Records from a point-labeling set
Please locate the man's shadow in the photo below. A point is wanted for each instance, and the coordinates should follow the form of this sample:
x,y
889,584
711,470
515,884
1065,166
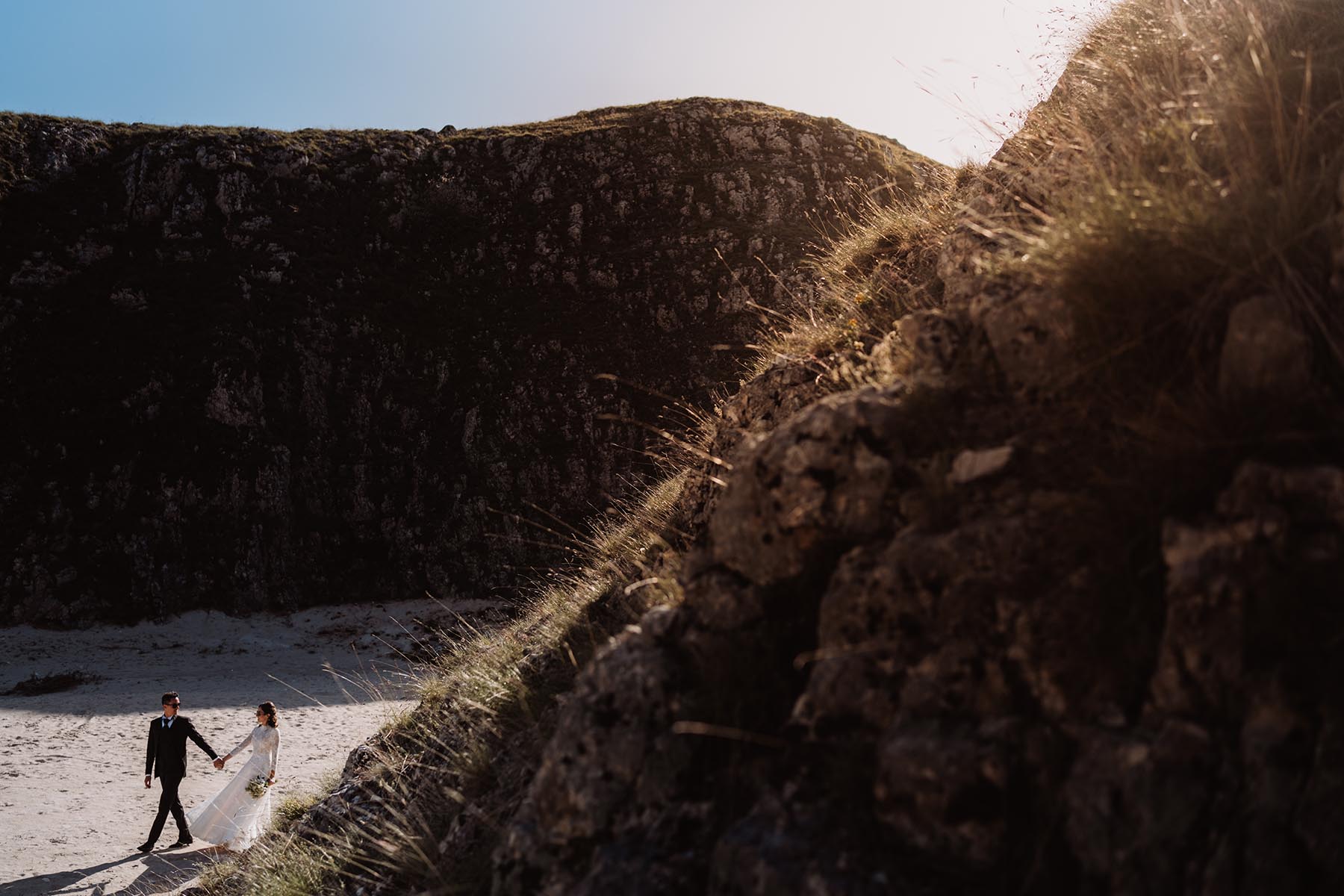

** Objective **
Reproduce the listing above verbatim, line for line, omitting the picture.

** Exercise solution **
Please locate the man's shadow in the photo below. A point is wanted for each instance, and the coordinates should follow the form of this sample:
x,y
889,584
711,470
515,884
1065,166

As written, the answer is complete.